(Prompt): Copy out the rows starting at the line with "texture shown in the picture below." and ending at the line with "(1012, 491)", both lines included and the requests kept as they are. Shift each coordinate in the answers by adding 136 to every number.

#### Given information

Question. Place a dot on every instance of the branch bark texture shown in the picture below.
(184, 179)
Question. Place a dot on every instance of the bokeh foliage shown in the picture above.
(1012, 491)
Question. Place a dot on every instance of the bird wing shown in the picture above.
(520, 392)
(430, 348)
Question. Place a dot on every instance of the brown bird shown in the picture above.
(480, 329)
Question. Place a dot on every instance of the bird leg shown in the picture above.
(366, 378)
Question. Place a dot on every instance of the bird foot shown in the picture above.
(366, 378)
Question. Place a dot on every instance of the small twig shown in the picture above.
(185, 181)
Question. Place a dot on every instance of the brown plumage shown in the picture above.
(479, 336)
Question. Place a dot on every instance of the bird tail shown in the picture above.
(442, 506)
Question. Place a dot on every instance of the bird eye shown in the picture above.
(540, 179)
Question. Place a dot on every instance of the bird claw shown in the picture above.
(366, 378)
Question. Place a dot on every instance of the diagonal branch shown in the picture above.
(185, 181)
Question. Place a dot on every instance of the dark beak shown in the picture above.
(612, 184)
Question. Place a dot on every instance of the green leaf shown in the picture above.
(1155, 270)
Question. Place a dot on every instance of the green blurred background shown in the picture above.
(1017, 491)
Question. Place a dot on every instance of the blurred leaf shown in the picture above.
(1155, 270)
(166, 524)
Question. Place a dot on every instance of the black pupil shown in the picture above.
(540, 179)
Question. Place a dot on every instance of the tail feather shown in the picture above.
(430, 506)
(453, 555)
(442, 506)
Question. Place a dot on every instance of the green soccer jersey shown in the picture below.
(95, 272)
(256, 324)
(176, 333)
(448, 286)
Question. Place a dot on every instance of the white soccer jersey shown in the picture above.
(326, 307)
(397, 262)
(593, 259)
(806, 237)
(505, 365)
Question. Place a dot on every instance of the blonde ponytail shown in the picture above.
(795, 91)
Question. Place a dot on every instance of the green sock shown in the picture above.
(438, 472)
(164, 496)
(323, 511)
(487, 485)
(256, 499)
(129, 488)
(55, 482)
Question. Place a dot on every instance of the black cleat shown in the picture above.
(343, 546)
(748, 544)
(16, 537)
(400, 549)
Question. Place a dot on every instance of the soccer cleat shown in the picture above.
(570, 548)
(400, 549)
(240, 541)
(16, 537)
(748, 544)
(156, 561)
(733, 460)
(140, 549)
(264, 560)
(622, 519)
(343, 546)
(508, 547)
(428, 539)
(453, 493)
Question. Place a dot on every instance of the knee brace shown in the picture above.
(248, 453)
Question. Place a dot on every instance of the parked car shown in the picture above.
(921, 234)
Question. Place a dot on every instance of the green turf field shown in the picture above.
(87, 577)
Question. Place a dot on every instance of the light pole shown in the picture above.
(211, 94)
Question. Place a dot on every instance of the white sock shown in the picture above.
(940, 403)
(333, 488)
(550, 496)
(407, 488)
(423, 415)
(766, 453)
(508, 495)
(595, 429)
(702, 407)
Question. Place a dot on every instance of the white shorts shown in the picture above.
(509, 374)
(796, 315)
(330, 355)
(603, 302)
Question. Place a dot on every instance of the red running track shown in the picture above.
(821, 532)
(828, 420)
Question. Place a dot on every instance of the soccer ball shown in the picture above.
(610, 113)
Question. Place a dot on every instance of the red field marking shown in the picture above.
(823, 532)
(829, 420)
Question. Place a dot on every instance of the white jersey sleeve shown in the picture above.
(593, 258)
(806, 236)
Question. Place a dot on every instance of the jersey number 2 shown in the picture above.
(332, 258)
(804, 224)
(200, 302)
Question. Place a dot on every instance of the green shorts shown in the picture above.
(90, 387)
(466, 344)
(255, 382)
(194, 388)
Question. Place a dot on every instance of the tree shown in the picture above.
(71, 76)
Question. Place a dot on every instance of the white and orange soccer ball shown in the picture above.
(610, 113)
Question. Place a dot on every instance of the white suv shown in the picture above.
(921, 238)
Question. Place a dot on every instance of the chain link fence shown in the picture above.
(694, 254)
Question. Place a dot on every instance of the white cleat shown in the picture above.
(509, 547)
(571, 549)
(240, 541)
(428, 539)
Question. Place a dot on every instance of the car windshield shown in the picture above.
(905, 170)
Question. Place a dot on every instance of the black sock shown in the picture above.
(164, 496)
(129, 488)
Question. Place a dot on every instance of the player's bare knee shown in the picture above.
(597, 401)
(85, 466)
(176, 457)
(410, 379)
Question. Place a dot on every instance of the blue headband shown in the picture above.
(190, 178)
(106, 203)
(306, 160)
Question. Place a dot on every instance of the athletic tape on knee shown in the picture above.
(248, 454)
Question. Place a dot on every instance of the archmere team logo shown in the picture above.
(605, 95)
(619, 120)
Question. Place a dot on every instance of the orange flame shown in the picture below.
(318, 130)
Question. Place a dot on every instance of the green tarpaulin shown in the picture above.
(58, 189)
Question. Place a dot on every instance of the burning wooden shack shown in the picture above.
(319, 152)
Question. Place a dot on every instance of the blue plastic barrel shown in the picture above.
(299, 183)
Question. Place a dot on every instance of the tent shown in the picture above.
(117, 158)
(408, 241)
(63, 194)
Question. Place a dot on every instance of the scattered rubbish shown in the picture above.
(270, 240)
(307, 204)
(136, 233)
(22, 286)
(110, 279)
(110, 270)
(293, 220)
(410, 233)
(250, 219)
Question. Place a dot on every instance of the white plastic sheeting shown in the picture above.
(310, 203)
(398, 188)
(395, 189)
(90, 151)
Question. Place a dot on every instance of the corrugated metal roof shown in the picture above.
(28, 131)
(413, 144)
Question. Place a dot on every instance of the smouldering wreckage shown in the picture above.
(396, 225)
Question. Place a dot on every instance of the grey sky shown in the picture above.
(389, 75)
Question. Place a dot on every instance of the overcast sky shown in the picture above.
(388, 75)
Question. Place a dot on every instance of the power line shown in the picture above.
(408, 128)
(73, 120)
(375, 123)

########
#### Given information

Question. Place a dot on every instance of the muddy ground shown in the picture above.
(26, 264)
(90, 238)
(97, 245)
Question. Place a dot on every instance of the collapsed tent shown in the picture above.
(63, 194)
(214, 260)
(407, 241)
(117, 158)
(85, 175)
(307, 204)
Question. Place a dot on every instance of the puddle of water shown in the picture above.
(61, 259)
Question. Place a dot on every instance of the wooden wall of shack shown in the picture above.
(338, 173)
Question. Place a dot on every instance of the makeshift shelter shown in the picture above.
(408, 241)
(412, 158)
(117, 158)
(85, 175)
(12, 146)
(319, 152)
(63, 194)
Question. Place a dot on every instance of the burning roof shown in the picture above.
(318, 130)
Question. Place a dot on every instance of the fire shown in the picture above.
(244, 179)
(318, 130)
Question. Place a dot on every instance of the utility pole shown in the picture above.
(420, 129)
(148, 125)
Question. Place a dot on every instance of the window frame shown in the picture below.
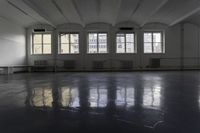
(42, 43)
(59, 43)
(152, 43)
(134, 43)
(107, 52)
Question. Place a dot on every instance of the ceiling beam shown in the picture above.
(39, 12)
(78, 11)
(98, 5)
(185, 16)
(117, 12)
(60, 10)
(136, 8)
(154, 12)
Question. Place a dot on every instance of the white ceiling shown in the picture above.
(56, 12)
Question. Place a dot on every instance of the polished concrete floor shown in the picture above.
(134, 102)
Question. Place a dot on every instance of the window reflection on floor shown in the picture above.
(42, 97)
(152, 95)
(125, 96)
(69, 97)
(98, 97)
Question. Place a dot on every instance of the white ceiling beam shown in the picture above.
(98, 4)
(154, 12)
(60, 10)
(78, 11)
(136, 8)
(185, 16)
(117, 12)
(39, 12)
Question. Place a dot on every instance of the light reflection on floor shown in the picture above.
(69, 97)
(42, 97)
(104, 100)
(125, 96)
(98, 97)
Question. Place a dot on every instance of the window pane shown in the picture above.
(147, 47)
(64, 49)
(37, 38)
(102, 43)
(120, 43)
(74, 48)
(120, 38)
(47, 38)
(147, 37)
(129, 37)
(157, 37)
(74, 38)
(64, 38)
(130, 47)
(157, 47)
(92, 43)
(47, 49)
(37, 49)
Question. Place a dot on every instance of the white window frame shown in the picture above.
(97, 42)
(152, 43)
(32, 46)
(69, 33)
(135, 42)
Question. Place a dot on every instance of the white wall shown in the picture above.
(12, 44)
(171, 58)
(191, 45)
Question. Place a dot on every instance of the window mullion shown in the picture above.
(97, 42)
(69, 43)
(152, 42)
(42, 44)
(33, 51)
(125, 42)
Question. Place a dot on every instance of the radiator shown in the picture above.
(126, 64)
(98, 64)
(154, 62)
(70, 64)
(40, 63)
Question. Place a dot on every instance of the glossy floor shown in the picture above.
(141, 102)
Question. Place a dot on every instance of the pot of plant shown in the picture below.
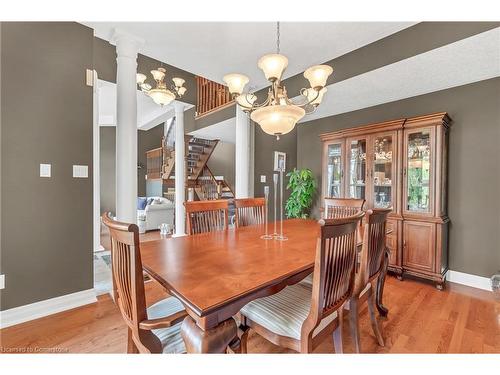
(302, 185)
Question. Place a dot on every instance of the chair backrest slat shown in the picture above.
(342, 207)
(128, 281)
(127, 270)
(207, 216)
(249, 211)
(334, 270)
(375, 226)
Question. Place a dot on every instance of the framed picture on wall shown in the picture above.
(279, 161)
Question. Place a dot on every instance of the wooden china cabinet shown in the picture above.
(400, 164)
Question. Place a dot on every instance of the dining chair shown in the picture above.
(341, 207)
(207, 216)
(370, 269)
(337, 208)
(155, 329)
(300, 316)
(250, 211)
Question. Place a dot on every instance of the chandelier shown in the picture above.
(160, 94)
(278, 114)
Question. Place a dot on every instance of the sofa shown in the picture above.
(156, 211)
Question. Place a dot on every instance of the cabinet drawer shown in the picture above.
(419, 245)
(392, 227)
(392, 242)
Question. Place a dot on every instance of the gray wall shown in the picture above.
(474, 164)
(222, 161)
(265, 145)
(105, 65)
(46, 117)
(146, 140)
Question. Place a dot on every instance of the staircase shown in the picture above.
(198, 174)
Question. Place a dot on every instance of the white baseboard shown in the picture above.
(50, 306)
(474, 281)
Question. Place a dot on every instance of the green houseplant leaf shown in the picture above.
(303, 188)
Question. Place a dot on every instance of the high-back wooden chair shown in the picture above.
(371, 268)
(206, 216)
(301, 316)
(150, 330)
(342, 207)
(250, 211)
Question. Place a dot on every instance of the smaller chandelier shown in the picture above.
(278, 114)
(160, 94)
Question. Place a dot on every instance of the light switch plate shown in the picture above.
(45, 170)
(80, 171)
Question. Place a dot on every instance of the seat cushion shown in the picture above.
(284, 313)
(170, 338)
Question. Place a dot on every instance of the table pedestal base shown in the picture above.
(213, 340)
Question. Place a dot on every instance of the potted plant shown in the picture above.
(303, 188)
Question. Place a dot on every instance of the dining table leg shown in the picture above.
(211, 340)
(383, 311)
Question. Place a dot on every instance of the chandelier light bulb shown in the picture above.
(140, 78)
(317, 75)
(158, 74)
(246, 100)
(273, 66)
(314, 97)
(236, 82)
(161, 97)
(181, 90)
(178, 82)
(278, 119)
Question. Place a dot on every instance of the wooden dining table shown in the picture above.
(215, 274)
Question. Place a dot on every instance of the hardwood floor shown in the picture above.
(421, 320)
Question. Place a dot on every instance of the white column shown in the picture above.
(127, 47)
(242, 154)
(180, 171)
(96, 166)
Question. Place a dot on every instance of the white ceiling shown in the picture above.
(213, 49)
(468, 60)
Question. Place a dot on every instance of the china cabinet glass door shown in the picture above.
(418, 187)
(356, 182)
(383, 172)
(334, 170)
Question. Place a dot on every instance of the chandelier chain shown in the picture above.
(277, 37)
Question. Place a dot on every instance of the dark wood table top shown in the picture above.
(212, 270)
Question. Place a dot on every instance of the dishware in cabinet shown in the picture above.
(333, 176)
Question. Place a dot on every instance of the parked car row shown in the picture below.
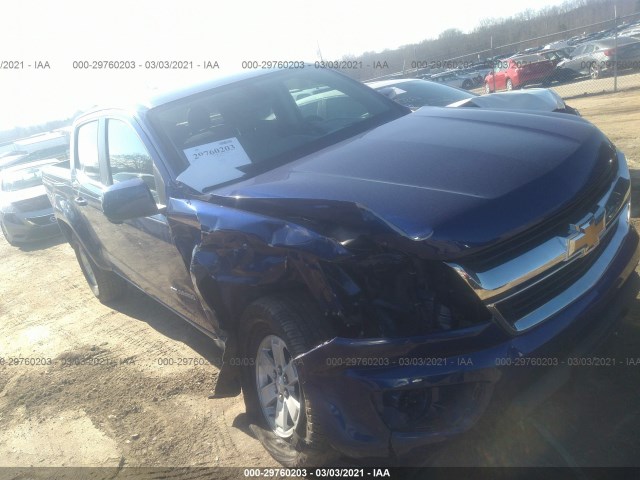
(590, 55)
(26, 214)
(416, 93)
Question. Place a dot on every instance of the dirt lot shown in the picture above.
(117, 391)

########
#### Given information

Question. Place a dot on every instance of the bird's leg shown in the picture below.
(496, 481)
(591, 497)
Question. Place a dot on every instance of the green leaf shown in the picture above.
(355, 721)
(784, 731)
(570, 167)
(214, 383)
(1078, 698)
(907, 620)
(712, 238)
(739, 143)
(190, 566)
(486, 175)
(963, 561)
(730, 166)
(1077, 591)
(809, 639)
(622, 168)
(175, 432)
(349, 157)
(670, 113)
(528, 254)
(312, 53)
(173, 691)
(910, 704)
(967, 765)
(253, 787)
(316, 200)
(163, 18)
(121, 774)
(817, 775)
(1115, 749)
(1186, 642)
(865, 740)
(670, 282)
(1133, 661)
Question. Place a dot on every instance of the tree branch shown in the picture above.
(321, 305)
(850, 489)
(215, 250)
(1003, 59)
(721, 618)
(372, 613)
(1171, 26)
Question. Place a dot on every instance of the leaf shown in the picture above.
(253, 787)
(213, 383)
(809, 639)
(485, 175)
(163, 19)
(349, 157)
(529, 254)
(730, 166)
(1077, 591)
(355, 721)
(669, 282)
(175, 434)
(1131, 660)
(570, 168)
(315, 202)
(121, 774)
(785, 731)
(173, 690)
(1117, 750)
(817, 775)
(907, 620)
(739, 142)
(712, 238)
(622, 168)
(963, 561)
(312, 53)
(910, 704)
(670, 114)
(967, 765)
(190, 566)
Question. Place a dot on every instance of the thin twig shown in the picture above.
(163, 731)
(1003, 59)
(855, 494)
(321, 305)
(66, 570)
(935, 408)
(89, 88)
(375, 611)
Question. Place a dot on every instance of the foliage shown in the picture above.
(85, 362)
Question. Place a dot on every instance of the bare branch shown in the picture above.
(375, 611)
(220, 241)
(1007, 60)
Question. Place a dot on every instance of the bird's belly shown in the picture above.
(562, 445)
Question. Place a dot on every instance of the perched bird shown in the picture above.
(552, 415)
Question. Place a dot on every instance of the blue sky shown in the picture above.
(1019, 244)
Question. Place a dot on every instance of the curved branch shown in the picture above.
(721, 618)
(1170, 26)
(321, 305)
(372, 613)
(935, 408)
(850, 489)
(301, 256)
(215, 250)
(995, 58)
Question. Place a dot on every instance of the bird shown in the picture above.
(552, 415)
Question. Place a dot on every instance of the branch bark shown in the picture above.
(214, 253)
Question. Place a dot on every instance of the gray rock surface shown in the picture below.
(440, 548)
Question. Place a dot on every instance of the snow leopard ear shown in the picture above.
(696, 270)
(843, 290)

########

(Exercise response):
Question. Place a dot on every instance of the branch bark texture shown in the picture below.
(320, 315)
Question. Place a dot on every instance of the bokeh foliage shown in the picture above.
(1148, 627)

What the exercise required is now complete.